Work required:
For the entries that follow, produce an exact copy with no pictures in it.

Region pointing data:
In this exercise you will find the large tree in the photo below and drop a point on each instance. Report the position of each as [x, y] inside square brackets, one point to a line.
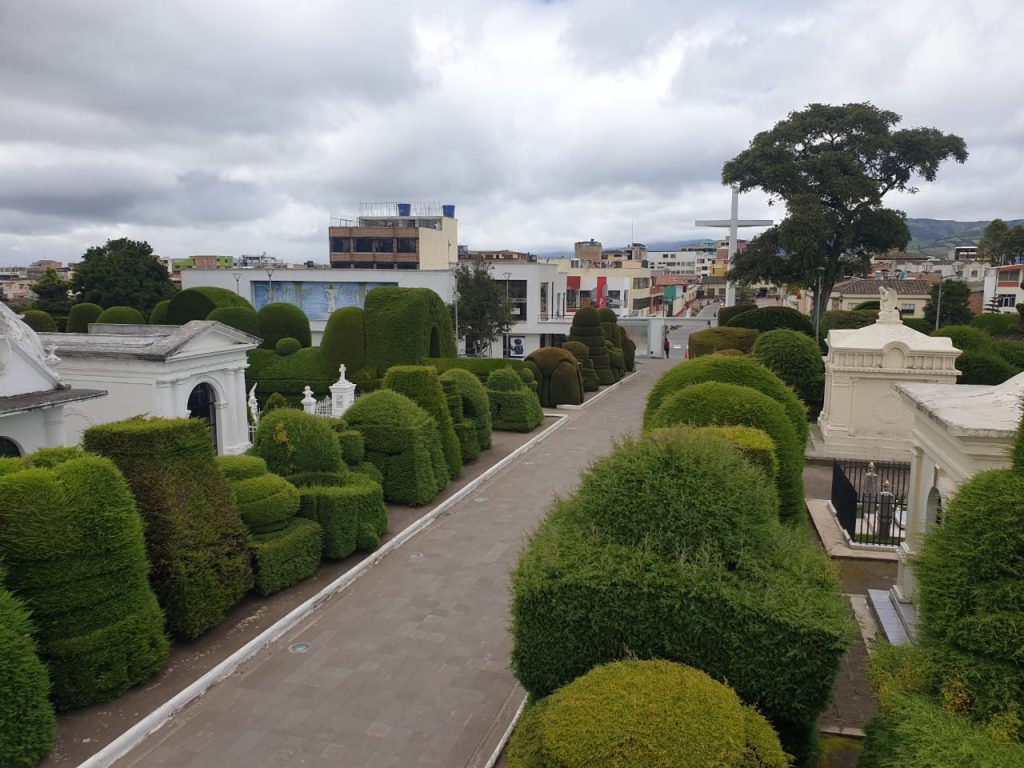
[122, 273]
[481, 306]
[832, 166]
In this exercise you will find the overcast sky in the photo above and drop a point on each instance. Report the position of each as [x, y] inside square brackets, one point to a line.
[221, 127]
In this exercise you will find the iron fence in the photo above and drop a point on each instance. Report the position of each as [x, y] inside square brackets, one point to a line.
[870, 499]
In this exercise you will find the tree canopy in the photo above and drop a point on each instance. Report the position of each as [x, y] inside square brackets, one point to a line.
[122, 272]
[483, 309]
[832, 166]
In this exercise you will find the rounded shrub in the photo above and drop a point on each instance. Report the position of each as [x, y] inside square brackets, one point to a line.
[401, 441]
[981, 367]
[240, 317]
[650, 714]
[287, 346]
[715, 402]
[81, 315]
[796, 358]
[122, 315]
[559, 376]
[995, 325]
[771, 317]
[713, 340]
[73, 542]
[680, 492]
[742, 371]
[281, 321]
[197, 303]
[158, 315]
[344, 340]
[39, 321]
[292, 441]
[195, 539]
[28, 725]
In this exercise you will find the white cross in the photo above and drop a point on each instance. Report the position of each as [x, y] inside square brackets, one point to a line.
[733, 222]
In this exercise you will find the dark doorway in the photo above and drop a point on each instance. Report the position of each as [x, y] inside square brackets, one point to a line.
[201, 406]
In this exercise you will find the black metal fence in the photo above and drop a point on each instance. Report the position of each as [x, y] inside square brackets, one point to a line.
[869, 499]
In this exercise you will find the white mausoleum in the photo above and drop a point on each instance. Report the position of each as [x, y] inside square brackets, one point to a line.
[172, 372]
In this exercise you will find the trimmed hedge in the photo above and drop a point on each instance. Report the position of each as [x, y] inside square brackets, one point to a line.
[581, 599]
[475, 406]
[796, 358]
[406, 325]
[197, 303]
[481, 368]
[587, 330]
[158, 316]
[712, 340]
[122, 315]
[742, 371]
[282, 321]
[772, 317]
[344, 340]
[644, 715]
[39, 321]
[715, 402]
[514, 408]
[559, 376]
[292, 441]
[81, 315]
[422, 386]
[195, 538]
[73, 542]
[240, 317]
[401, 442]
[28, 725]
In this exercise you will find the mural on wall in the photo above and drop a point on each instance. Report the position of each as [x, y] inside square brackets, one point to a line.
[317, 300]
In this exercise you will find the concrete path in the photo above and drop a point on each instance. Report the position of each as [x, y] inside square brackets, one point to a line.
[409, 666]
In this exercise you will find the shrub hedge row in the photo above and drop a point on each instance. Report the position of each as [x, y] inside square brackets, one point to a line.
[195, 539]
[73, 542]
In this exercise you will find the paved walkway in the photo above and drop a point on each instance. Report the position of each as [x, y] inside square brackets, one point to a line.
[409, 667]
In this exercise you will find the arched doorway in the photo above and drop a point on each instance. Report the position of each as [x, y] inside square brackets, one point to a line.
[202, 401]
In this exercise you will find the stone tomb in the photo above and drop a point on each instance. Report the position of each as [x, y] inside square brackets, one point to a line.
[194, 370]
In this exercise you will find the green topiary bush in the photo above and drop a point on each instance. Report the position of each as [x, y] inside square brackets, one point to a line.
[980, 367]
[197, 303]
[587, 330]
[713, 340]
[475, 406]
[282, 321]
[644, 715]
[742, 371]
[344, 340]
[422, 386]
[772, 317]
[292, 441]
[559, 376]
[158, 316]
[28, 725]
[81, 315]
[240, 317]
[406, 325]
[39, 321]
[122, 315]
[195, 538]
[73, 543]
[401, 442]
[715, 402]
[582, 597]
[796, 358]
[514, 408]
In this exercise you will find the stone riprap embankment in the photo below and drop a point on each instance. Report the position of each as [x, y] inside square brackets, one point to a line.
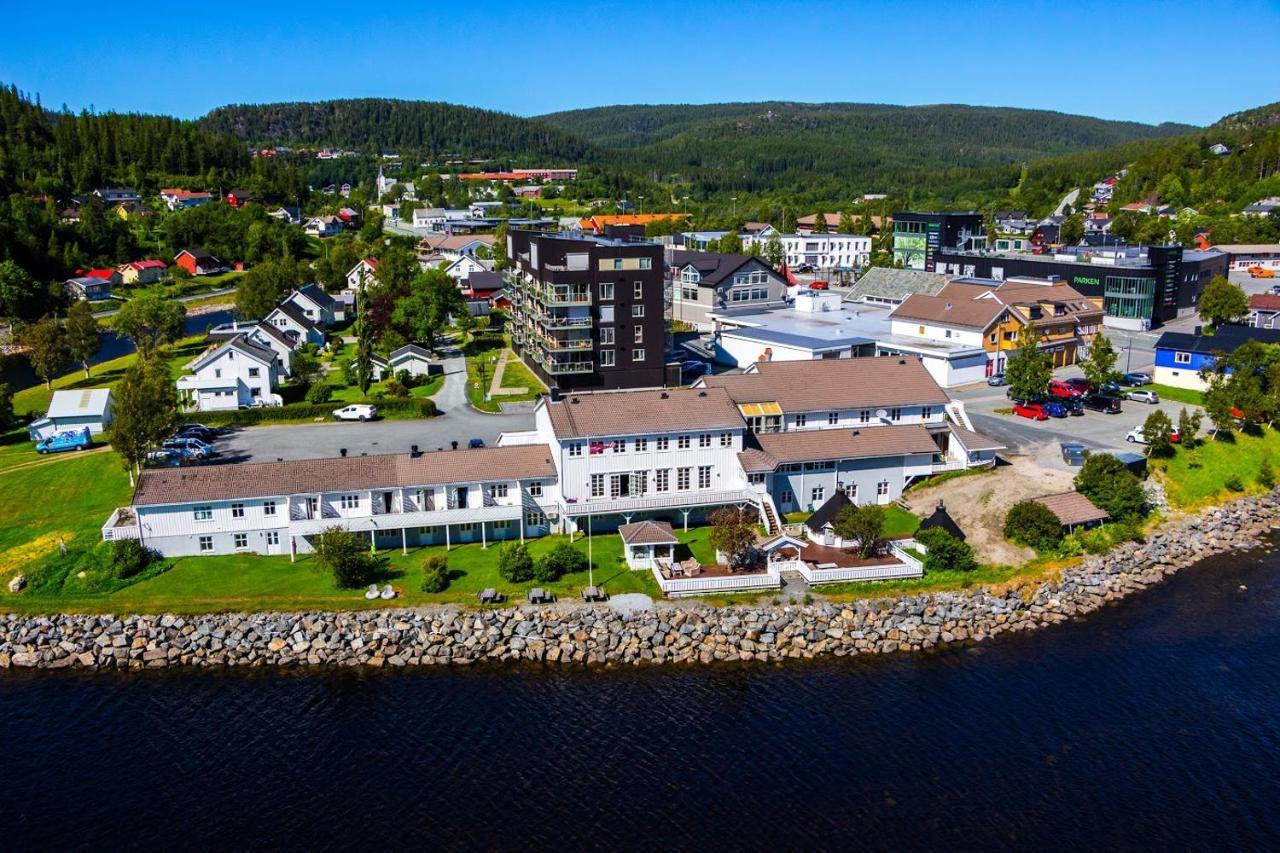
[598, 635]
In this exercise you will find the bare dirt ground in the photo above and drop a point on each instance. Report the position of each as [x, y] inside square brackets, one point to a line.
[979, 502]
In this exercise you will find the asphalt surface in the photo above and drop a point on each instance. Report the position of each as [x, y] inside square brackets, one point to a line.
[458, 422]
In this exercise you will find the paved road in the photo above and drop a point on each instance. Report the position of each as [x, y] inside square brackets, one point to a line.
[458, 422]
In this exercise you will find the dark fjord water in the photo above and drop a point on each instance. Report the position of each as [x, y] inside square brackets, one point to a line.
[1151, 725]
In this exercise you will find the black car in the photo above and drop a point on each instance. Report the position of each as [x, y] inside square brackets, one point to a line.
[1102, 402]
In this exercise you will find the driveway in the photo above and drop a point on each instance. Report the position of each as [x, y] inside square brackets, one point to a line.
[457, 422]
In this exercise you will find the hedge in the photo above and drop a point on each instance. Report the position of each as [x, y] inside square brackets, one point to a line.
[410, 406]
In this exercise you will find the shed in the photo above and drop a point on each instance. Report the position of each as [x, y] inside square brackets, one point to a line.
[92, 407]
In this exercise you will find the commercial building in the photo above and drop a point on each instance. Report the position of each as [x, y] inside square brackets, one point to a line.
[918, 237]
[589, 311]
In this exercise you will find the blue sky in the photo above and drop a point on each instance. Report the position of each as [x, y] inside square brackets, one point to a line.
[1150, 62]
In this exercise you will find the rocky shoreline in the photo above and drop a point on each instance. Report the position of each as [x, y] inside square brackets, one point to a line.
[598, 635]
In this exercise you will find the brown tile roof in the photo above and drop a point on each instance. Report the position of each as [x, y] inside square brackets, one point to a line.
[768, 450]
[353, 473]
[1073, 507]
[639, 413]
[648, 533]
[833, 383]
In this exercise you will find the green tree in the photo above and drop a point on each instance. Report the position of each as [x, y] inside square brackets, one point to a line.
[146, 411]
[1033, 524]
[732, 534]
[1156, 430]
[515, 565]
[1105, 480]
[45, 342]
[150, 322]
[1100, 368]
[862, 524]
[945, 552]
[83, 338]
[264, 286]
[1029, 368]
[1223, 301]
[348, 557]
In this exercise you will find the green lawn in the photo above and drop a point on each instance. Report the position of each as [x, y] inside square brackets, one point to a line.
[1200, 475]
[1178, 395]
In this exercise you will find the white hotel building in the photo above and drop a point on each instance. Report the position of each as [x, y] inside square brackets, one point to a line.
[780, 437]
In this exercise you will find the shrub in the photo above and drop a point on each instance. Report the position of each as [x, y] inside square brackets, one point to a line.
[560, 561]
[945, 551]
[1034, 525]
[319, 393]
[515, 565]
[435, 574]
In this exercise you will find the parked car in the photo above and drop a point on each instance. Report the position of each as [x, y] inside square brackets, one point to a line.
[65, 439]
[1136, 437]
[1074, 454]
[1057, 388]
[190, 447]
[356, 411]
[1034, 411]
[1102, 402]
[1143, 396]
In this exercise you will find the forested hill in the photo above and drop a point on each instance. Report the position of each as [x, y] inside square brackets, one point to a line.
[385, 124]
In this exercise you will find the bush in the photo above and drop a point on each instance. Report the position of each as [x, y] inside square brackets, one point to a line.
[319, 393]
[128, 557]
[515, 565]
[945, 551]
[560, 561]
[1034, 525]
[435, 574]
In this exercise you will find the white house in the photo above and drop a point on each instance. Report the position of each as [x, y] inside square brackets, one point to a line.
[236, 374]
[92, 407]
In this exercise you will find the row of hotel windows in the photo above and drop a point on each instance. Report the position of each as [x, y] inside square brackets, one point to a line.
[635, 483]
[641, 445]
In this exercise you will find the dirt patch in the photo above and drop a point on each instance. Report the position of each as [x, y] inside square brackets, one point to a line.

Reply:
In this exercise you will find the large tree in the photo below and drop a point on each instance. Report the position of each as [x, y] inside square brackets, one point to a line.
[122, 273]
[481, 306]
[832, 166]
In this exercise you will find the overcast sky in the photo above and drop a point on each instance. Report the position of each as [x, y] inside square brackets, one point to a line.
[221, 127]
In this exercise you will find the iron fence in the photo above and drop a point on each instance. Report the position of each as [x, y] inside square brackets, one point to a line.
[870, 499]
In this exercise you will find the tree canopy in the photo above and drop a point on each instance. Report the position of each as [x, y] inside square brackets, one point to a line.
[122, 272]
[483, 309]
[832, 166]
In this exercise you will find the rounded shrub in the photo above and drop a point on each instance. Report the position of each as [x, y] inside square brackets, one point to a line.
[401, 441]
[981, 367]
[240, 317]
[650, 714]
[287, 346]
[715, 402]
[81, 315]
[796, 358]
[122, 315]
[559, 376]
[995, 325]
[771, 317]
[713, 340]
[73, 542]
[680, 492]
[742, 371]
[281, 321]
[197, 303]
[158, 315]
[344, 340]
[39, 321]
[292, 441]
[195, 539]
[28, 725]
In this exercise you will find the white cross in the photo above and drop a point on each instance. Report the position of each as [x, y] inside square brackets, one point to a line.
[733, 222]
In this exercise you will find the dark doorway in the photo above and drop a point on each instance. Report the position of each as [x, y] inside square brackets, one point to a line.
[201, 406]
In this exercise you will find the black metal fence in the photo above and drop a point on each instance. Report the position of each as [x, y] inside square brackets, one point to a line.
[869, 499]
In this exercise you will find the white mausoleum in the photo above and drop a point on each instance. Report the position of each as [x, y] inside square brackets, one point to a line.
[172, 372]
In this exercise you will find the trimmed hedge in the photo above and drop a point on each instance. Report the position of each as [x, y] inside square brackets, one point to a line.
[581, 599]
[475, 406]
[796, 358]
[406, 325]
[197, 303]
[481, 368]
[587, 330]
[158, 316]
[712, 340]
[122, 315]
[742, 371]
[282, 321]
[772, 317]
[344, 340]
[644, 715]
[39, 321]
[715, 402]
[514, 408]
[559, 376]
[292, 441]
[81, 315]
[422, 386]
[195, 538]
[73, 542]
[240, 317]
[401, 442]
[28, 725]
In this exercise you will find the mural on wall in the photo above and drop a point on each instance. Report the position of each as [x, y] inside square brackets, one point to a line.
[317, 300]
In this exercise you will find the concrete path in the photo above and drop a point on each instance. Report the position of each as [x, y] inside square brackets, one point to a line.
[409, 666]
In this exercise you will find the shrub hedge row in the photo above and drop a point on each instance. Report the position of each as [x, y] inside square brackets, one point to a line.
[195, 539]
[73, 542]
In this exercise you will find the paved walkway in the photo above and drop a point on each instance. Report the position of each as [x, y] inside square brackets, one point to a line.
[409, 667]
In this exercise you will find the arched doorway in the photo above and drop a point on each instance. Report the position of each as [x, y] inside square brackets, one point to a line.
[202, 401]
In this exercise you will find the stone tomb in the photo above and drop a point on each instance. Report the position of each as [x, y] inside square brackets, one point to a line.
[194, 370]
In this exercise you will find the green topiary bush in the photo above and drop a point on each instance. Report the position of each as [x, y] inside square brackets, one point to a line.
[980, 367]
[197, 303]
[587, 330]
[713, 340]
[475, 406]
[282, 321]
[644, 715]
[742, 371]
[344, 340]
[422, 386]
[772, 317]
[292, 441]
[559, 376]
[158, 316]
[28, 725]
[81, 315]
[240, 317]
[406, 325]
[39, 321]
[122, 315]
[195, 538]
[73, 543]
[401, 442]
[715, 402]
[582, 597]
[796, 358]
[514, 408]
In this exercise you will find the stone riprap embankment in the photo below and drop a point on each instance. Report the position of each as [x, y] inside square brackets, one point to a line.
[598, 635]
In this exercise you will find the bare dirt ground in the photo above and drop a point on each instance. Report the position of each as [x, y] inside square brackets, one point to a line.
[979, 502]
In this exercise you will find the asphalt surface in the photo above and drop a point on each instance. Report the position of each as [x, y] inside square brackets, one point to a line.
[458, 422]
In this exercise you will find the paved road in the photo above and drop a point on each instance. Report the position of each as [x, y] inside square brackets, one point to a line.
[458, 422]
In this exercise you will find the dark fjord water in the photo above and drop a point on each instance. Report the position of each as [x, y] inside square brackets, one point to a line.
[1151, 725]
In this exercise you will find the black car in the photo above and drop a point on each instance. Report the position of each as [x, y] inside square brackets, one point to a line.
[1102, 402]
In this exercise you will find the driveway in the photo above and drop a point on each instance. Report the position of each as [x, y] inside square brackets, one point to a line.
[457, 422]
In this exercise you will find the hedge in the photo above and drop a point on each instance. Report the position of each as [x, y] inside square brackets, one point to a line.
[410, 406]
In this exercise you will find the shed in the photo above and drop a point on each instance. Report the position of each as [x, y] inside square brackets, one point to a line.
[92, 407]
In this exercise you will find the commercial building in the photo above and drop a point on each instance. Report the position of each as [x, y] inside square brackets, one point to a line.
[918, 237]
[589, 311]
In this exercise you will find the blue sky in the photo above and drop a point on each instance. Report the position of each as [x, y] inside square brackets, one point to a line.
[1150, 62]
In this exercise you will find the rocky shoreline in the photo above and drop a point on each instance. Report the position of each as [x, y] inside square brackets, one point to a line.
[598, 635]
In this exercise you will find the brown tile roof in the photo above and drop a point on each instance. Report the position of each as [x, y] inside square brackets, one point to a line.
[768, 450]
[353, 473]
[1073, 507]
[639, 413]
[648, 533]
[833, 383]
In this exercise you will find the green tree in the photo above and drop a point on each instance. Report the position of each as [x, y] inside square brackets, one point to a line.
[146, 411]
[1033, 524]
[732, 534]
[1156, 430]
[515, 565]
[1105, 480]
[45, 342]
[150, 322]
[1100, 368]
[862, 524]
[945, 552]
[83, 338]
[264, 286]
[1029, 368]
[1223, 301]
[348, 557]
In this exercise you will find the green lawn in the photo above and drop a point on each instance. Report the position of each as [x, y] inside square brackets, one point to a line.
[1200, 475]
[1178, 395]
In this exercise you will find the white hotel building in the photo above and drop a point on each instance. Report the position of each as [x, y] inside square brackets, one point to a line.
[780, 437]
In this exercise you will find the shrub in the photo above and drop a point on each instance. Report the position of each as [x, y] inside square brackets, one point to a line.
[560, 561]
[945, 551]
[1034, 525]
[319, 393]
[515, 565]
[435, 574]
In this exercise you will find the parked car in the photo above and drop a point on each instance. Report the position of each as [x, y] inside square brackets, one point to a line.
[65, 439]
[1136, 437]
[1074, 454]
[1057, 388]
[190, 447]
[356, 411]
[1034, 411]
[1102, 402]
[1143, 396]
In this exercise you will find the forested hill in the photo above and drop a point on each instance. Report the position of each as [x, y] inside square brackets, one point to a line.
[385, 124]
In this exercise you will find the bush in the photo above and drop a point on each instance. Report the position of each as [x, y] inside square brackets, one point to a line.
[319, 393]
[128, 557]
[515, 565]
[945, 551]
[560, 561]
[1034, 525]
[435, 574]
In this exercise you will find the white house in the photo above and drop a point on each instance. Report the position of each as [x, y] inside square brackets, one point to a line.
[236, 374]
[92, 407]
In this exercise you will find the row of hotel windows in the photo above and drop a point on each instance. Report the position of each as [x, y] inside square brackets, one point to a line.
[635, 483]
[641, 445]
In this exercise you will find the dirt patch in the photo above and drop a point on each instance. Report the position of each as [x, y] inside square brackets, one point to a line.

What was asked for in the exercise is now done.